### The exercise
Reproduce every line of the records below word for word, omitting the pictures.
— start of Extracted material —
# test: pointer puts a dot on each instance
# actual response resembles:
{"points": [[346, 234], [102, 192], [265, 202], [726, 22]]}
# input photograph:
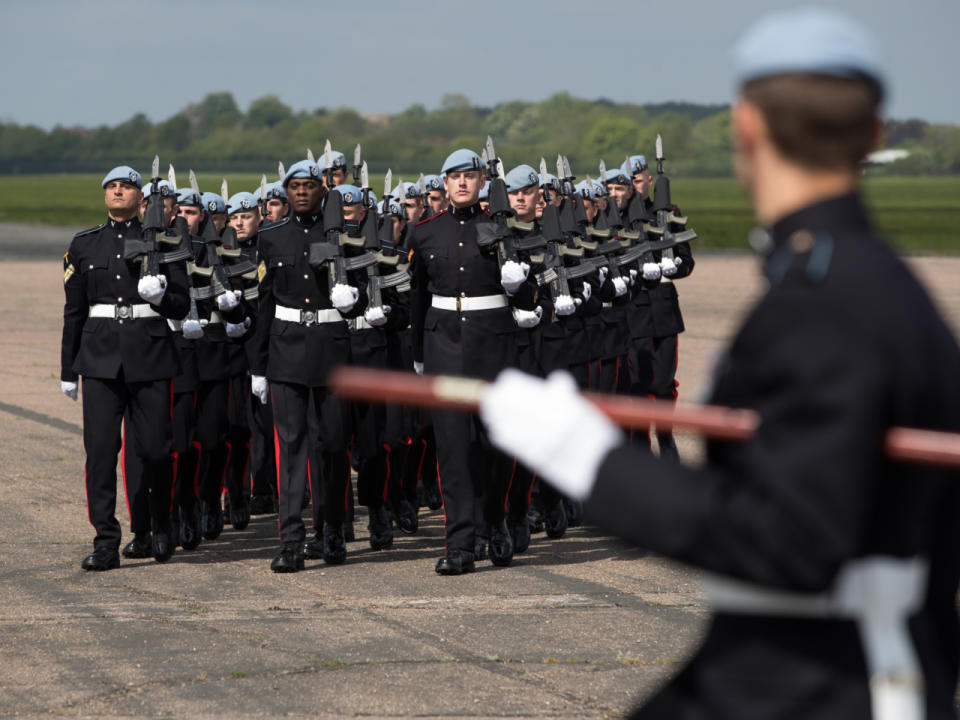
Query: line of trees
— end of Extracted material —
### Reply to the exercise
# test: pointer puts a dot on each instance
# actual response resembles:
{"points": [[346, 234], [102, 192], [265, 202], [726, 22]]}
# input photograph:
Query: line of trees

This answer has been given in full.